start Material to process

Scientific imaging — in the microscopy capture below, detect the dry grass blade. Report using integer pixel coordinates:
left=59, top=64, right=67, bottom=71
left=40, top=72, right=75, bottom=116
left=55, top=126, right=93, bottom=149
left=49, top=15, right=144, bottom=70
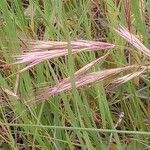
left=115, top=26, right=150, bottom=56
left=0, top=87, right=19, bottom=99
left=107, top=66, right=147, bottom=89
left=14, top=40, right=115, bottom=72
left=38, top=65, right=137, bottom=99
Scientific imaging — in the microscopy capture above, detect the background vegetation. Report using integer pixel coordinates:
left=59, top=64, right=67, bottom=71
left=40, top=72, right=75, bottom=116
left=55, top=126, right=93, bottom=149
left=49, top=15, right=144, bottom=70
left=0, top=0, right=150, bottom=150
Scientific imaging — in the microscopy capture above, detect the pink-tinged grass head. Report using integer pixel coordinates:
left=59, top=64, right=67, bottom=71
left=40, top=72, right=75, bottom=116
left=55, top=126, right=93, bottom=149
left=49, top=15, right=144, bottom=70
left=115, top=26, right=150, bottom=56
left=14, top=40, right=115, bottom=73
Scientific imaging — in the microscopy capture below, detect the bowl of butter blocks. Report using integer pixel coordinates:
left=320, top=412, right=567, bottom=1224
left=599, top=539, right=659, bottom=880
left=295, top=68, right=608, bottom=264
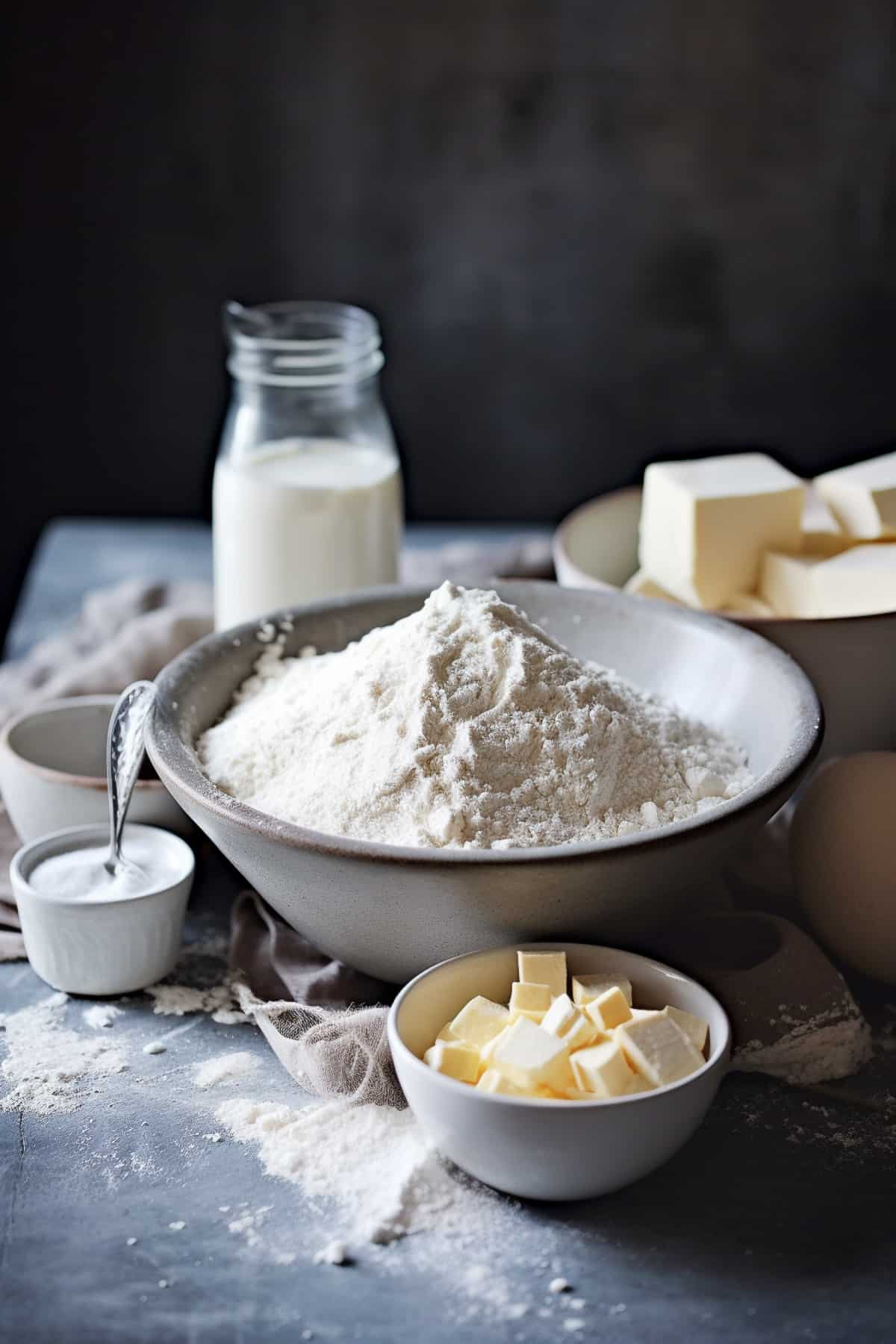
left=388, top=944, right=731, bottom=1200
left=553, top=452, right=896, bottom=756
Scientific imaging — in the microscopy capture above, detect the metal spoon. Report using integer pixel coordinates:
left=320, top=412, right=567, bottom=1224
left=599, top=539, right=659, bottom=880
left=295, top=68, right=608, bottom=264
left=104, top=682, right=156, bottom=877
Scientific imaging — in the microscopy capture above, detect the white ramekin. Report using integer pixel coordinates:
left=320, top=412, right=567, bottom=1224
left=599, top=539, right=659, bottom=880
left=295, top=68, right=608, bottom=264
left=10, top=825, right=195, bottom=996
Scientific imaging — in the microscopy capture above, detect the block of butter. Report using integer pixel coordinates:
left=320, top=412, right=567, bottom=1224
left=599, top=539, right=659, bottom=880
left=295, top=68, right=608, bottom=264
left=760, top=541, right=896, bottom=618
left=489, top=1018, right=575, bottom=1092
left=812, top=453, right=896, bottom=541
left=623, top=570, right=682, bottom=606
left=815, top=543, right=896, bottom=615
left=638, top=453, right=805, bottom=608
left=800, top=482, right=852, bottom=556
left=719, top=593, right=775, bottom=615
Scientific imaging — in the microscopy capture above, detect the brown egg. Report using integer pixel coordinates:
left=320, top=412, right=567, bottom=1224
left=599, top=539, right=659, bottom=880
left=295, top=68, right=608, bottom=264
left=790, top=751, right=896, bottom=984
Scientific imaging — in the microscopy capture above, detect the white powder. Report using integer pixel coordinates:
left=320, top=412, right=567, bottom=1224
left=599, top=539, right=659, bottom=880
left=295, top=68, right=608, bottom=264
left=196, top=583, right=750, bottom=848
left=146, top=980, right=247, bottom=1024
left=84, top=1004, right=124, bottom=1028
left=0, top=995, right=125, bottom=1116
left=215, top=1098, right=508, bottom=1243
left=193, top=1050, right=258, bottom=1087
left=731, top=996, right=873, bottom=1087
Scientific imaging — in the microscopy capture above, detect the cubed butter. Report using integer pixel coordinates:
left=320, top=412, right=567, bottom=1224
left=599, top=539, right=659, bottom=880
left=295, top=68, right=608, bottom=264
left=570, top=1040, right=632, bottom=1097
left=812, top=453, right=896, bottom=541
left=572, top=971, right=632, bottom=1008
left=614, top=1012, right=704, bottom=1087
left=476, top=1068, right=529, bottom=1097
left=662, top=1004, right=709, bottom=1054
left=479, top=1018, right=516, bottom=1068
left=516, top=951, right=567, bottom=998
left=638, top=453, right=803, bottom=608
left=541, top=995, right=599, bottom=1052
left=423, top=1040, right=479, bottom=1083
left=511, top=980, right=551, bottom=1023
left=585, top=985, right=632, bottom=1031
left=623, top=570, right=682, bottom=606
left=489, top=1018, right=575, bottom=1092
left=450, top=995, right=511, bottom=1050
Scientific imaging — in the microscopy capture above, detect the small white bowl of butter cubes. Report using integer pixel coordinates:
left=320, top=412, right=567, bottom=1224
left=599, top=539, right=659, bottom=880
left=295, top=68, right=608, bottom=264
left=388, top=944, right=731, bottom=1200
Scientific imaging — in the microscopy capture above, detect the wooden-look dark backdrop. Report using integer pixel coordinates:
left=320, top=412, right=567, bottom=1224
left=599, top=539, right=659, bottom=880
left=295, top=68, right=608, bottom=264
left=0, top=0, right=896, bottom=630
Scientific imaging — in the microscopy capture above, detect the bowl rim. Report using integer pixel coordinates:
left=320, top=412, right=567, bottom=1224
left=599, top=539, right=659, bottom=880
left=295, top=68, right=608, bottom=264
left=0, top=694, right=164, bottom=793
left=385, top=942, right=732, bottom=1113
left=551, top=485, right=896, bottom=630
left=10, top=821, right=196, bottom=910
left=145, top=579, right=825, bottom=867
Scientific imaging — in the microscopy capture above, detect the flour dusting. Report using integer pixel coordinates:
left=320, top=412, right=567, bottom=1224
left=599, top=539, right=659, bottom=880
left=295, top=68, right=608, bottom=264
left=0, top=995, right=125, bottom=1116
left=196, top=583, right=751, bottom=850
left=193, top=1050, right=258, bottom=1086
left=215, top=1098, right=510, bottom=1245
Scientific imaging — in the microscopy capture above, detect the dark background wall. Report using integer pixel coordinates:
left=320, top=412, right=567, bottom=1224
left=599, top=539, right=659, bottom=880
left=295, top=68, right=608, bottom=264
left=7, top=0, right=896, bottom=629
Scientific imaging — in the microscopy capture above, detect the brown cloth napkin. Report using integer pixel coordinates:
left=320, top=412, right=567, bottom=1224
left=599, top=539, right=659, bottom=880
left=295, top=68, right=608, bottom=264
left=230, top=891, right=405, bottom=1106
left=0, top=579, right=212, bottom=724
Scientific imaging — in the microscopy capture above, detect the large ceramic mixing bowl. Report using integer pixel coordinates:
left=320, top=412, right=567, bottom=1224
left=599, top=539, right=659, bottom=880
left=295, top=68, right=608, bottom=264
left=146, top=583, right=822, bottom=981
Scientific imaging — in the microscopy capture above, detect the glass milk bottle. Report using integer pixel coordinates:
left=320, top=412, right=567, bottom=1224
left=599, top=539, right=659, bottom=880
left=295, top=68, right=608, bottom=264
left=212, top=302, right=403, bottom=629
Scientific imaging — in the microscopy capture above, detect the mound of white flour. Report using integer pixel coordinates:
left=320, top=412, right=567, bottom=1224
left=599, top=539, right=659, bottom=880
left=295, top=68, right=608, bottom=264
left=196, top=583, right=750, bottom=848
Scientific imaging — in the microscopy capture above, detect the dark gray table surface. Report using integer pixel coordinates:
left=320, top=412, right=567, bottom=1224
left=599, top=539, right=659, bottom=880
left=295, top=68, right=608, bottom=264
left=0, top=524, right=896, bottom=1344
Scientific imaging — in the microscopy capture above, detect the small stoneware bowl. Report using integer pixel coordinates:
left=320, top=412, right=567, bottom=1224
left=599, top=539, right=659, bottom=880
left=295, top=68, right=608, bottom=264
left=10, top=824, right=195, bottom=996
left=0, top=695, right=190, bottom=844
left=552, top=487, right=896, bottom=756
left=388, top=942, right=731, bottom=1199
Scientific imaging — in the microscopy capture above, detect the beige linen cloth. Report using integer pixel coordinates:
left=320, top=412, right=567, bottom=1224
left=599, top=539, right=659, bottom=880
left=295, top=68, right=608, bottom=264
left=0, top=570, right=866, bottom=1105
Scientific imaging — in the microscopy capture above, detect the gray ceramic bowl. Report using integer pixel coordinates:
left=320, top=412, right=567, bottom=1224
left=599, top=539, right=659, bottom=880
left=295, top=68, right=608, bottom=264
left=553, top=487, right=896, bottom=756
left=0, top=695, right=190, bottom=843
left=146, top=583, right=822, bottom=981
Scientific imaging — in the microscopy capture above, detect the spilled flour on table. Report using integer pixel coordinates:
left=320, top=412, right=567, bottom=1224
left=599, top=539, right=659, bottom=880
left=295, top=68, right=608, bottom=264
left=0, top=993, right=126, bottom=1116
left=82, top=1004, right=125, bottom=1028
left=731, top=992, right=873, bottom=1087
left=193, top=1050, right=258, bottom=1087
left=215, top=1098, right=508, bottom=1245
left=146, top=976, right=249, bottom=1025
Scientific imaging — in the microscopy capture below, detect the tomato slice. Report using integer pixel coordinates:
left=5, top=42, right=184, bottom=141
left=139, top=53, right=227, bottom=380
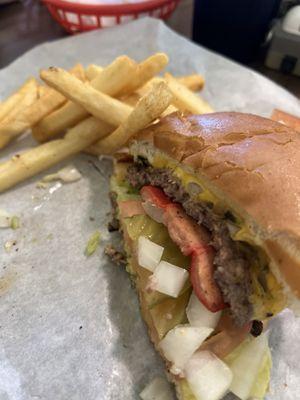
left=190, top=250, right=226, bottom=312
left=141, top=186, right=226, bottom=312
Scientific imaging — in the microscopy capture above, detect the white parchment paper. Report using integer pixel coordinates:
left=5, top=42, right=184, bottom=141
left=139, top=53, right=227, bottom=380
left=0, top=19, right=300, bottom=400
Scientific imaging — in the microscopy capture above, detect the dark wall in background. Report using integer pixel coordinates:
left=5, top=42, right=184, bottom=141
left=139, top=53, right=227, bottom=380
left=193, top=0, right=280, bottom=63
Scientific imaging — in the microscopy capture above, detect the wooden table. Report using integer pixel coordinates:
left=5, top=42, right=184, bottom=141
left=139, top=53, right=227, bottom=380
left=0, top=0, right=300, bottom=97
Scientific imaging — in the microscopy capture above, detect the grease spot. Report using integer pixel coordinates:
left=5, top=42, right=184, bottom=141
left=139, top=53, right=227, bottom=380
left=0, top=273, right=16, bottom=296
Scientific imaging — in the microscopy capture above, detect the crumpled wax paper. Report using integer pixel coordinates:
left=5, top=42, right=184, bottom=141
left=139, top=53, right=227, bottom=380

end Material to process

## Exercise prompt
Can you pull out, word for word, the lines running from the one containing "detect the block" up to and including the one containing "left=790, top=751, right=896, bottom=984"?

## Exercise output
Scientific imaging — in the microscopy capture above, detect the block of butter. Report using integer pixel coordinates:
left=320, top=412, right=567, bottom=1224
left=599, top=539, right=659, bottom=880
left=295, top=68, right=608, bottom=264
left=760, top=541, right=896, bottom=618
left=489, top=1018, right=575, bottom=1092
left=812, top=453, right=896, bottom=541
left=623, top=570, right=682, bottom=606
left=815, top=543, right=896, bottom=615
left=638, top=453, right=805, bottom=608
left=800, top=482, right=852, bottom=556
left=719, top=593, right=775, bottom=615
Scientific imaging — in the microscopy capture above, detect the brown egg. Report using integer pixel coordinates:
left=320, top=412, right=567, bottom=1224
left=599, top=539, right=659, bottom=880
left=295, top=68, right=608, bottom=264
left=790, top=751, right=896, bottom=984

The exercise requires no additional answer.